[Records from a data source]
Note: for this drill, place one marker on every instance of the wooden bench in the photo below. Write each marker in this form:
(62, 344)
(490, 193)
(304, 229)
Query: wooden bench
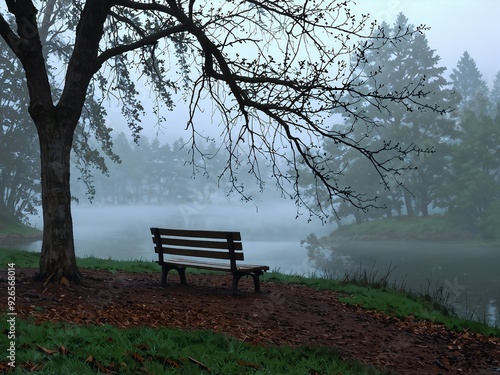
(198, 249)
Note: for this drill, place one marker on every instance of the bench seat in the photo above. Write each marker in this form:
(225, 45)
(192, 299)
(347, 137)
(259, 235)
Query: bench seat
(179, 249)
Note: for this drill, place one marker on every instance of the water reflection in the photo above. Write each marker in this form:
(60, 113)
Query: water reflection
(468, 274)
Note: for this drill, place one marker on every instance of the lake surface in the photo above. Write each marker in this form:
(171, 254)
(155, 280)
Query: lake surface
(271, 236)
(469, 275)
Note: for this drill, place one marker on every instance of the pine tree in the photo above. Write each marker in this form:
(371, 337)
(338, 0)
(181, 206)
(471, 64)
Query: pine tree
(406, 65)
(468, 82)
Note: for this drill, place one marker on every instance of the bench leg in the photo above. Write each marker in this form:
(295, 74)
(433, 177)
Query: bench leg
(255, 276)
(165, 270)
(164, 273)
(234, 289)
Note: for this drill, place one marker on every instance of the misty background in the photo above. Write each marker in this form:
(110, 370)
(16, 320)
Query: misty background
(159, 181)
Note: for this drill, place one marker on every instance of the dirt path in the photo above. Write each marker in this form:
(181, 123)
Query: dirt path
(280, 315)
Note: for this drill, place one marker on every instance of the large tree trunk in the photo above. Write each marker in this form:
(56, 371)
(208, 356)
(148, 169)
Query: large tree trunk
(57, 258)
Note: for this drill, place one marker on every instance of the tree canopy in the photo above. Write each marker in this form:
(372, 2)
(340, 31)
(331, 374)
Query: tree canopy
(276, 72)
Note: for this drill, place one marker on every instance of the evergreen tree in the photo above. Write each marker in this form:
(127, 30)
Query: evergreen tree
(406, 65)
(495, 93)
(468, 82)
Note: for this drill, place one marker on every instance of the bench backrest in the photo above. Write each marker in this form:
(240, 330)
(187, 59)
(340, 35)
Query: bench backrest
(198, 243)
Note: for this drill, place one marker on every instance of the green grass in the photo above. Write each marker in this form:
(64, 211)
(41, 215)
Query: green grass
(74, 349)
(11, 227)
(362, 288)
(377, 294)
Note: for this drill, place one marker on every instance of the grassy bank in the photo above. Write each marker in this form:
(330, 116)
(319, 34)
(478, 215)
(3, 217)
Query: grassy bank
(363, 289)
(57, 348)
(13, 230)
(432, 228)
(74, 349)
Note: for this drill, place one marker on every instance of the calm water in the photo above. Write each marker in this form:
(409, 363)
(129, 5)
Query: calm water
(271, 236)
(470, 275)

Task
All of the lines above should be printed exactly, minus the pictures.

Result
Note: for this drill, place one marker on every instance of the wooden bench in the photo below. Write each marker in this form:
(62, 344)
(490, 193)
(304, 229)
Query: wooden bench
(198, 249)
Note: for this drill, place one marker on every instance of the bench seat in the photo above. Write each marker in this form:
(225, 45)
(192, 299)
(347, 137)
(259, 235)
Query: bench seat
(179, 249)
Note: for this drill, place one marker on every instance of the water reflection in the photo above. Write each marker in this form:
(60, 113)
Query: water reflection
(468, 274)
Note: for this drill, place one marker on every instance of the lake surface in the photo above. Write each marker in this form:
(171, 254)
(155, 280)
Query: lake surface
(271, 236)
(469, 275)
Note: for this drill, place one marker on every instance of the pine tree in the photo above. Write each marker in this form:
(371, 337)
(338, 0)
(181, 206)
(471, 64)
Query: pine tree
(406, 65)
(468, 82)
Note: for this drill, place one marker on every instance of the bench leg in the photo above. Write each marker in this form:
(295, 74)
(433, 177)
Query: bench leg
(255, 276)
(165, 270)
(164, 273)
(234, 289)
Note: for this drill, place one marker on every instance of the misty background in the photo above. Write each marker in this form:
(110, 370)
(16, 320)
Query: misty background
(159, 181)
Note: for this drill, place one marker on every instance of the dirt path in the photo above. Write each marker in this form:
(181, 123)
Query: dirt path
(280, 315)
Note: for this drill, place one marker on every instance of the large tree trunk in the photo above. Write each marker in this form:
(56, 371)
(208, 356)
(148, 169)
Query: large tree trunk
(57, 258)
Note: for this drill, place one marker on every instance of the tree canopy in the photo above. Write each marker in this form:
(372, 2)
(340, 31)
(331, 374)
Query: tree canopy
(276, 72)
Note: for this drill, place one marker on every instance of the evergreen tree in the photo above. Write each marker in this form:
(127, 30)
Query: evergreen tree
(406, 65)
(495, 93)
(468, 82)
Note: for this drill, place one marker on every instance of the bench backrest in the photo above. Write each marker in this form:
(240, 330)
(187, 59)
(340, 35)
Query: bench backrest
(198, 243)
Note: for this drill, place one marker on every instance of the green grass in the photo above. Write each marker in this form:
(64, 211)
(41, 215)
Query: green grass
(74, 349)
(11, 227)
(362, 288)
(377, 294)
Note: for this drill, place one marker on every instance of the grassy bank in the photo above. Write each marker in this form:
(330, 116)
(319, 34)
(478, 215)
(3, 217)
Query: grassy bank
(363, 289)
(57, 348)
(13, 230)
(432, 228)
(74, 349)
Note: for this drill, place one marker on every instance of the calm water in the photo above. Write each marker in this form:
(409, 363)
(129, 5)
Query: calm water
(271, 236)
(470, 275)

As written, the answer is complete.